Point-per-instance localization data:
▼

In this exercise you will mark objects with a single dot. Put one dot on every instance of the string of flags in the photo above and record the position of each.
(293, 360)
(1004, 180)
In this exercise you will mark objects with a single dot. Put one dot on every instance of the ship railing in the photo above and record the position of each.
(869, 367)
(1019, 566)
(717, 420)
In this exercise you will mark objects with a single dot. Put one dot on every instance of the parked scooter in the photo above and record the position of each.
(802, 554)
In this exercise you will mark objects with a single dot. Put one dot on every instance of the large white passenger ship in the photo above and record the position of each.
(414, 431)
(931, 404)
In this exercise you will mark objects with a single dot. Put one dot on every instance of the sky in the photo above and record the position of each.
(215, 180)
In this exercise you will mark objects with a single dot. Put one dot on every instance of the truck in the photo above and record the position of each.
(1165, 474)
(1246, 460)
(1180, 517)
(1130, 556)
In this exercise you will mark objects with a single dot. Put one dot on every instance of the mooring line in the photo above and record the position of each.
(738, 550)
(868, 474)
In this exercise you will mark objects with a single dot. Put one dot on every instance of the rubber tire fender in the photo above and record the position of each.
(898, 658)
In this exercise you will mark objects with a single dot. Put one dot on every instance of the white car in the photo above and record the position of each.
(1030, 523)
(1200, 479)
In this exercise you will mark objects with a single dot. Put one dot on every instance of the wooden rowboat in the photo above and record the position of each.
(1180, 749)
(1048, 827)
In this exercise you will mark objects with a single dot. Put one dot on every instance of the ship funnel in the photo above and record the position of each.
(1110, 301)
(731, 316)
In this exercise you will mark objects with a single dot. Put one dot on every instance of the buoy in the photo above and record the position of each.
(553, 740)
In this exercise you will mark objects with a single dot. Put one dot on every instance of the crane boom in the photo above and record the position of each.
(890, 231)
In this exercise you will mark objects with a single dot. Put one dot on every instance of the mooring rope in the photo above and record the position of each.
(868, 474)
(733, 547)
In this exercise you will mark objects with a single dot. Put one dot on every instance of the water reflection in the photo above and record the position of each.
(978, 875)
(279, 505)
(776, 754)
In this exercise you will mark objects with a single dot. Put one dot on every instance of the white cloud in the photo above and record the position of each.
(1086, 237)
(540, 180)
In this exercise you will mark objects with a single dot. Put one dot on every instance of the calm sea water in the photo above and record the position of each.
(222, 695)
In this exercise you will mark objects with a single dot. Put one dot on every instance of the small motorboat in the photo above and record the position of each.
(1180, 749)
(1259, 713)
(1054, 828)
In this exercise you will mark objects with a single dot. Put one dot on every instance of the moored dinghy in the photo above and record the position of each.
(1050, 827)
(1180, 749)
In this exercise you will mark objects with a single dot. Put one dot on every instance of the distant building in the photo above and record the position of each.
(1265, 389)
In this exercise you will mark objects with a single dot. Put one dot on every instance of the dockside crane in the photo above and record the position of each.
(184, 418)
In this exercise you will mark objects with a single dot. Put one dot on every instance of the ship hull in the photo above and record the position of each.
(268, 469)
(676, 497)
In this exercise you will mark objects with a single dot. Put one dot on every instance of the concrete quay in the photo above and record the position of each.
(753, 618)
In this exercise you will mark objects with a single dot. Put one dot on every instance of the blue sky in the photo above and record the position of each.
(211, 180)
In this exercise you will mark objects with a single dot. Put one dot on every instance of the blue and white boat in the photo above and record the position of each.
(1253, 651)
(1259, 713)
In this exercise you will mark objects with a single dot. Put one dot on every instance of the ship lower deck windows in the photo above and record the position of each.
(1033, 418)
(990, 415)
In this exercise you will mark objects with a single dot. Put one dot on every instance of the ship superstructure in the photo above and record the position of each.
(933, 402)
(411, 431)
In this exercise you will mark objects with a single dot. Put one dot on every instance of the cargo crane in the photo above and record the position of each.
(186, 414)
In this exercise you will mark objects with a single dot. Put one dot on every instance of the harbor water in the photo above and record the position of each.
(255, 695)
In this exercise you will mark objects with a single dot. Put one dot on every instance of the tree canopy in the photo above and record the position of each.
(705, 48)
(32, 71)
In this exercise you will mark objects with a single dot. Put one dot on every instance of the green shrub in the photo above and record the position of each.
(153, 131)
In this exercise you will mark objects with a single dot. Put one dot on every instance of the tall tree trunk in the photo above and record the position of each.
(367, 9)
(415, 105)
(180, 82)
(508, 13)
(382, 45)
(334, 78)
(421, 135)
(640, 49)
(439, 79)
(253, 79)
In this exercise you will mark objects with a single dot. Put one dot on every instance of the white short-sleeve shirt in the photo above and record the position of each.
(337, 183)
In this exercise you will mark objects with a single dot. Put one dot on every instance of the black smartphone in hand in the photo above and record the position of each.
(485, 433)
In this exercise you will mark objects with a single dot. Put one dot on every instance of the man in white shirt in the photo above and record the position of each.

▲

HOW TO COMPLETE THIS TASK: An exact reproduction of all the entries above is required.

ANSWER SPACE:
In this exercise you will mark objects with a single dot. Put one dot on every instance of the string of flags in the photo above and record the position of each.
(293, 360)
(1004, 180)
In this exercise you will mark objects with a single dot. Put one dot on every instance of the ship railing in the photo above and record the position of each.
(869, 367)
(1019, 566)
(717, 420)
In this exercise you will mark objects with a single dot. Put one dot on every instance of the parked scooter in the photo above and record the position of each.
(802, 554)
In this exercise you will mark objects with a single dot. Put one dot on every instance of the large white passenger ship in the photo above and record the position of each.
(414, 431)
(931, 404)
In this exercise you will mark objects with a single dot. Put one dot on every instance of the sky in the photo above and record the position of each.
(215, 180)
In this exercise you will mark objects with a single dot. Put one dot on every instance of the truck in the photo above and record the position of each.
(1165, 474)
(1246, 460)
(1180, 517)
(1130, 556)
In this exercise you will mark objects with a single dot. Put one dot on every instance of the mooring line in the photo above and record the position of each.
(738, 550)
(868, 474)
In this exercise you will mark objects with a single dot. Put one dot on every instance of the rubber tire fender in the photo above and record the position of each.
(898, 658)
In this exercise you will mark objects with a single dot. Put one dot on every instance of the white car in the photo above and record the position of each.
(1030, 523)
(1200, 479)
In this exercise you will mark objects with a single dot. Put one dot on every instance of the wooden rowboat in the photo above and record the position of each.
(1180, 749)
(1048, 827)
In this exercise you will mark objects with a single dot. Put one dot on every instance of the ship funnel in the photo above and record the position of each.
(1110, 301)
(731, 316)
In this exercise you will mark objects with a single dot. Put one dot on every instance of the buoy in the photo above and record the position of each.
(553, 740)
In this exercise you will mark objects with a single dot. Put one dot on every instance of the crane boom in the photo above and record the position of each.
(890, 231)
In this exercise you will mark objects with a single dot. Put one dot on every instance of the mooring rope in the photo above and record the position of each.
(868, 474)
(733, 547)
In this exercise you will mark objects with a single dot. Put one dot on every instance of the water reflection in the photo above and record the position of each.
(978, 875)
(279, 505)
(776, 754)
In this exercise you will mark objects with a single dot. Put one dot on every instance of the white cloud in the photo above and record the position of each.
(1086, 237)
(540, 180)
In this exercise you will mark objects with a single dot. Put one dot on every instance of the calm sea water in the photo above and record the position of each.
(222, 695)
In this exercise you will mark objects with a single dot. Put one dot on every instance of the small motorboat in the photo above and record the position of each.
(1180, 749)
(1259, 713)
(1054, 828)
In this exercise you will mark objects with a single dot. Put one dot on every instance of the moored dinghy in the photo above and record the position of each.
(1050, 827)
(1180, 749)
In this exercise you will mark objects with a single dot. Put one dot on every instance of the distant building in the photo above and record the position of each.
(1265, 389)
In this exercise you will mark objects with a single dot. Put one dot on every instance of the dockside crane in the photo above and record the position of each.
(184, 418)
In this exercise you will mark objects with a single dot. Put one dot on every instance of the ship hull in the photo above and record the position of each.
(268, 469)
(676, 497)
In this exercise you will mark objects with a single dot. Put one dot on every instance of the concrete quay in the photo above and record the position of each.
(753, 618)
In this exercise you will mark objects with a single dot. Put one dot on every instance of the blue sky in the photo above and record the position of each.
(211, 180)
In this exercise you will mark objects with a single dot. Put one dot on every instance of the blue and white boat in the photo above and record the position of each.
(1253, 651)
(1259, 713)
In this exercise you will mark objects with a single dot. Put one dot on every instance of the ship lower deck windows in the photo above and record the position of each.
(1033, 418)
(990, 415)
In this exercise you will mark objects with a single dot. Put one dot on every instance of the ship superstructure in the photo above and record the position of each.
(933, 402)
(411, 431)
In this exercise you will mark objects with a single dot. Put one dot on every instance of the cargo crane in the photo above and record the position of each.
(186, 414)
In this exercise you will mark objects with a single dot. Put one dot on every instance of the harbor water in the photo above and record the position of each.
(255, 695)
In this exercise you will mark objects with a single dot. Put one dot on every instance of the tree canopy in the photo above and record the position of each.
(705, 48)
(32, 71)
In this exercise you will mark objects with a single dot. Put one dot on every instance of the green shrub in the photo above and record the position of each.
(153, 131)
In this exercise you will mark objects with a single dot. Put one dot on every instance of the tall tree trunk in the photo above and record the position of each.
(367, 9)
(415, 105)
(180, 82)
(508, 13)
(382, 45)
(334, 78)
(421, 135)
(640, 49)
(439, 79)
(253, 79)
In this exercise you will mark objects with a single dot. Put one dot on every instance of the white short-sleeve shirt in the photo above and record the position of each.
(337, 183)
In this exercise you will mark objects with a single dot. Put one dot on every instance of the black smartphone in hand in the photo above and record the position of each.
(485, 433)
In this exercise you will mark objects with a single dot. Put one dot on every instance of the man in white shirt in the photo above and record the position of each.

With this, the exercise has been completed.